***** Supplied passage *****

Also recall that, a net $(x_\lambda)_{\lambda\in\Lambda}\subset X$ converges to the point $x\in X$ if and only if, for each $\varepsilon>0$ and each finite set $F\subset\mathbb{N}$, there exists $\lambda_0\in\Lambda$ such that $|x_\lambda(n)-x(n)|<\varepsilon$ for all $n\in F$ and all $\lambda\ge\lambda_0$.
Now Consider the identity map $X\to\ell^2$ that maps a sequence to itself. Note that the image of $X$ in $\ell^2$ is precisely our set $B_a$. If we show that the identity map is continuous, we have that $B_a$ is the image of a compact space under a continuous map and thus compact. So let $(x_\lambda)\subset X$ be a net converging to $x\in X$. What we have to show is that $(x_\lambda)$ converges to $x$ when we see everything in $\ell^2$, i.e. we must show that $\lim_{\lambda}\|x_\lambda-x\|_2=0$.
Let $\varepsilon>0$. Since $\sum_na_n^2<\infty$, there exists some finite set $F\subset\mathbb{N}$ such that $\sum_{n\in\mathbb{N}\setminus F}a_n^2<\varepsilon$. Since $x_\lambda\to x$ in $X$, by the description of net convergence we gave earlier, for the finite set $F$ and the tolerance $\sqrt{\frac{\varepsilon}{|F|}}>0$, we can find $\lambda_0\in\Lambda$ such that, for all $\lambda\ge\lambda_0$ and all $n\in F$ we have $|x_\lambda(n)-x(n)|<\sqrt{\frac{\varepsilon}{|F|}}$. But then, for $\lambda\ge\lambda_0$ we have that
$$\|x_\lambda-x\|_2^2=\sum_{n\in\mathbb{N}}|x_\lambda(n)-x(n)|^2=\sum_{n\in F}|x_\lambda(n)-x(n)|^2+\sum_{n\in\mathbb{N}\setminus F}|x_\lambda(n)-x(n)|^2\leq$$
$$\leq\sum_{n\in F}\frac{\varepsilon}{|F|}+\sum_{n\in\mathbb{N}\setminus F}(2a_n)^2\leq\varepsilon+4\varepsilon=5\varepsilon$$
This shows exactly that $x_\lambda\to x$ in $\|\cdot\|_2$, which is the continuity of the identity map that we were after.
A: Of course I can understand that an undergraduate student might not feel comfortable using Tychonoff's theorem, so I will give another answer that seems also to be closer to OP's idea. Let's use the notation of my other answer. Again, I will work with real vector spaces but the same arguments work for the complex ones.

*****

> **Tasks**
**A.** Translate this sentence from the compactness argument into Spanish: "This shows exactly that $x_\lambda\to x$ in $\|\cdot\|_2$, which is the continuity of the identity map that we were after."
**B.** In the entries, copy out the stretch from the line containing "[indicate] one point per instance, sample <point>463,60</point>." through the line containing "<point>224,354</point>".

***** Records for the exercise *****

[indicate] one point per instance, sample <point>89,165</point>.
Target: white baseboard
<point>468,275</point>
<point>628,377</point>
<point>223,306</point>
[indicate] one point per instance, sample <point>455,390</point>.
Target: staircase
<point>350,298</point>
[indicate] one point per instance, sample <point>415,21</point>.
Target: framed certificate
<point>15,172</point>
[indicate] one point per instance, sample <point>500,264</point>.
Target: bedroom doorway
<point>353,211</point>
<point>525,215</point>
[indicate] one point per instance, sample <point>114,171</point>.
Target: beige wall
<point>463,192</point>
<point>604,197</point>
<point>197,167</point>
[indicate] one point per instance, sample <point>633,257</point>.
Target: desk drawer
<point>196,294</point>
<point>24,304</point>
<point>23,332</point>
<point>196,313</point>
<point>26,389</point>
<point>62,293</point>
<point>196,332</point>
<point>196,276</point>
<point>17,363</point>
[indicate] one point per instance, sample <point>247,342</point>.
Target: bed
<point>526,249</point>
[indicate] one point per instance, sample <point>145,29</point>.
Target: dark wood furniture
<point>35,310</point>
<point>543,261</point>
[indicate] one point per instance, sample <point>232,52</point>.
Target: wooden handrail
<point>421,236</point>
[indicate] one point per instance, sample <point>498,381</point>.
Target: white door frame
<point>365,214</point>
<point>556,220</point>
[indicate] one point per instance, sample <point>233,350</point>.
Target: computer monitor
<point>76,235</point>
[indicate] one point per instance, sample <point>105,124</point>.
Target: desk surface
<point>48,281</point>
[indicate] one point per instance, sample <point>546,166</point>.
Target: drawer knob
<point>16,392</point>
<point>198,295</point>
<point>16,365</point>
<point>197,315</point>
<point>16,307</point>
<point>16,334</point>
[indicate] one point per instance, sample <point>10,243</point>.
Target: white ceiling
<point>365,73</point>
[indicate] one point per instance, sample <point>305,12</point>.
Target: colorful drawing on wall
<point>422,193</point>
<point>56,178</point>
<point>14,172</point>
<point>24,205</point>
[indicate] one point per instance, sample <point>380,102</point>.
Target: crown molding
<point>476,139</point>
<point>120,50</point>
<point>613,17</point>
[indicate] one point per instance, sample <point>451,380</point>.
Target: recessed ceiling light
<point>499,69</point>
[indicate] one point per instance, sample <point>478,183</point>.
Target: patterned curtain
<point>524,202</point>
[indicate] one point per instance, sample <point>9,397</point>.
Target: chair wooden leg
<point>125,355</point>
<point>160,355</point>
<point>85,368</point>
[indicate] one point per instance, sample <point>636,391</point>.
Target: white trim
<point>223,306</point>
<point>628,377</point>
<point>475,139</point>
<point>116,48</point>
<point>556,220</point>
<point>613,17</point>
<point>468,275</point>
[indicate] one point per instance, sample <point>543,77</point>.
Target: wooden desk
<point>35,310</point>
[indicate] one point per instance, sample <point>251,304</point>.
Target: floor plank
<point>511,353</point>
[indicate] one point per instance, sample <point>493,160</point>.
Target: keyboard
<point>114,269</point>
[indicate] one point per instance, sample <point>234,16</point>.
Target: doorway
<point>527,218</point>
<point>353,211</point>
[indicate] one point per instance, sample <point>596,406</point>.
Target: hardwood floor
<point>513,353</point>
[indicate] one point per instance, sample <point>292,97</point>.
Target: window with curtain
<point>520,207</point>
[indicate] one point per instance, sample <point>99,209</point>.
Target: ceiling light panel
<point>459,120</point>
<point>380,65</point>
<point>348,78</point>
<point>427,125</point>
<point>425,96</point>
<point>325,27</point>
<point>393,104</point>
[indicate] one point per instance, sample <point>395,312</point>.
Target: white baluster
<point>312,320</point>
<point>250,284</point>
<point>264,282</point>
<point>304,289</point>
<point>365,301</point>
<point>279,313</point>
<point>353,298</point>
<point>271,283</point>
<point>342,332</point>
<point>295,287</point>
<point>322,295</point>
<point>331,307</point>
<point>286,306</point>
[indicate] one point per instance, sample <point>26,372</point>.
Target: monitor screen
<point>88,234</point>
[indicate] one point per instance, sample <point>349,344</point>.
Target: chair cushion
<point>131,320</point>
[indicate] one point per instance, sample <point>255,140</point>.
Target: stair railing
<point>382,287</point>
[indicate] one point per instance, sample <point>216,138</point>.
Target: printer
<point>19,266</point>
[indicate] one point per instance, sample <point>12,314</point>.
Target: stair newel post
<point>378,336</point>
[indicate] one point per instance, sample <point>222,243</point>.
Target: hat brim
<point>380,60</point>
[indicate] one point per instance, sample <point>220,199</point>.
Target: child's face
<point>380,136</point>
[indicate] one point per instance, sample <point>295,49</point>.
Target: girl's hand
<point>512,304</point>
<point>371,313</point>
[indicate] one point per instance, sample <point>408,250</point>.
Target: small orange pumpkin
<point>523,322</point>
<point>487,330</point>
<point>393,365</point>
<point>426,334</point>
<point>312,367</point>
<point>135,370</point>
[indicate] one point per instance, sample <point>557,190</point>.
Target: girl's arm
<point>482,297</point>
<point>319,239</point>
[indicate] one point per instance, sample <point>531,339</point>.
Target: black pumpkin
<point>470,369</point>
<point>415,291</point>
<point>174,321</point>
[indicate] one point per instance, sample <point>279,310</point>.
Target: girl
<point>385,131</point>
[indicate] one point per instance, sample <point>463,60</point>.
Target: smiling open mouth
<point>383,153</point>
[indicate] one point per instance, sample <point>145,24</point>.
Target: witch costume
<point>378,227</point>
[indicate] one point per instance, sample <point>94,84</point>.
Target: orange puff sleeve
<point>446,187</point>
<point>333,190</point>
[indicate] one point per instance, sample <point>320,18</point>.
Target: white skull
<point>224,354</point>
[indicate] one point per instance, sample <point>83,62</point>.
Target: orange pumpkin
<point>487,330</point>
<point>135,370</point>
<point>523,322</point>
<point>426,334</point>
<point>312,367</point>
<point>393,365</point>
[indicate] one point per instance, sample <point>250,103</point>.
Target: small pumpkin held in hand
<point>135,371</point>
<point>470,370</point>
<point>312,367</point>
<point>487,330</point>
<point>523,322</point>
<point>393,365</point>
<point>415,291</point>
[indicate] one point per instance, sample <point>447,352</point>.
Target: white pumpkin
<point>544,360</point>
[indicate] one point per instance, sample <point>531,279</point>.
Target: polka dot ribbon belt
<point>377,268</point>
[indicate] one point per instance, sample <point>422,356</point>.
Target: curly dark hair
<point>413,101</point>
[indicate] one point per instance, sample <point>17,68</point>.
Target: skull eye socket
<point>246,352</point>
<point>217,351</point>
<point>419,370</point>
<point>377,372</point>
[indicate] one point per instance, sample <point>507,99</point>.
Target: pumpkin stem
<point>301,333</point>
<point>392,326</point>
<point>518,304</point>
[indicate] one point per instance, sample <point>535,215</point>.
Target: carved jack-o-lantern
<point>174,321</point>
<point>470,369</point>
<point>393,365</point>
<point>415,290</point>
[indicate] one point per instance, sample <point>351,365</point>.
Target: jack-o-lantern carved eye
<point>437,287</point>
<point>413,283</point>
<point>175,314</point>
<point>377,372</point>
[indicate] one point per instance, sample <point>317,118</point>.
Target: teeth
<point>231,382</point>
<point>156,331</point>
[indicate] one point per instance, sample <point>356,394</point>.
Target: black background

*****

> **Answers to each task**
**A.** Esto muestra exactamente que $x_\lambda\to x$ en $\|\cdot\|_2$, que es la continuidad de la aplicación identidad que buscábamos.

**B.**
[indicate] one point per instance, sample <point>463,60</point>.
Target: smiling open mouth
<point>383,153</point>
[indicate] one point per instance, sample <point>145,24</point>.
Target: witch costume
<point>378,227</point>
[indicate] one point per instance, sample <point>94,84</point>.
Target: orange puff sleeve
<point>446,187</point>
<point>333,190</point>
[indicate] one point per instance, sample <point>320,18</point>.
Target: white skull
<point>224,354</point>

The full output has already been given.